=== Text ===
# Canon G7X Mk II



## Rick50 (Dec 22, 2017)

Last fall I bought this as a keep with me Camera. It lives in my car and has worked out very well. I have a Sirui carbon fiber mono pod  and use it has a walking stick with camera on top.





A couple of days ago I was up early, before sunrise, and went out for coffee and watch the sun rise. I noticed the soft light on these wall murals and grabbed the G7X.

















No lugging around a heavy full frame.......


----------



## beagle100 (Dec 24, 2017)

Rick50 said:


> Last fall I bought this as a keep with me Camera. It lives in my car and has worked out very well. I have a Sirui carbon fiber mono pod  and use it has a walking stick with camera on top.
> 
> 
> 
> ...



I agree, there's no point in lugging around a full frame for most photo situations
*www.flickr.com/photos/mmirrorless*


----------



## ac12 (Dec 25, 2017)

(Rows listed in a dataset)
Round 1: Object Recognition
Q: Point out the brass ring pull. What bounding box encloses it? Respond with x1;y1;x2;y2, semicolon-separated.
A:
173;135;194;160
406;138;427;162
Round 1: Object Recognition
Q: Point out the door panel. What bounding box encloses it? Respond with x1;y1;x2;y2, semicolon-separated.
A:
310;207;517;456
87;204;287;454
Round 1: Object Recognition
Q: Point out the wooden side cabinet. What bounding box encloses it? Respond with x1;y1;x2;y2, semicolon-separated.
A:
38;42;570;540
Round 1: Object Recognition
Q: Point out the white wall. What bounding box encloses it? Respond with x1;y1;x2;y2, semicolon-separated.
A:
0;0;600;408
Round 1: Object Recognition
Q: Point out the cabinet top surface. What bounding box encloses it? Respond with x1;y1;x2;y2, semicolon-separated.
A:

=== Tasks for this exercise ===
(a) In the Canon G7X Mk II thread, what does Rick50 use the Sirui carbon fiber monopod as?
(b) Reproduce the Canon G7X Mk II thread from "## Rick50 (Dec" to "grabbed the G7X.".

=== Results ===
(a) A walking stick with the camera on top.

(b)
## Rick50 (Dec 22, 2017)

Last fall I bought this as a keep with me Camera. It lives in my car and has worked out very well. I have a Sirui carbon fiber mono pod  and use it has a walking stick with camera on top.





A couple of days ago I was up early, before sunrise, and went out for coffee and watch the sun rise. I noticed the soft light on these wall murals and grabbed the G7X.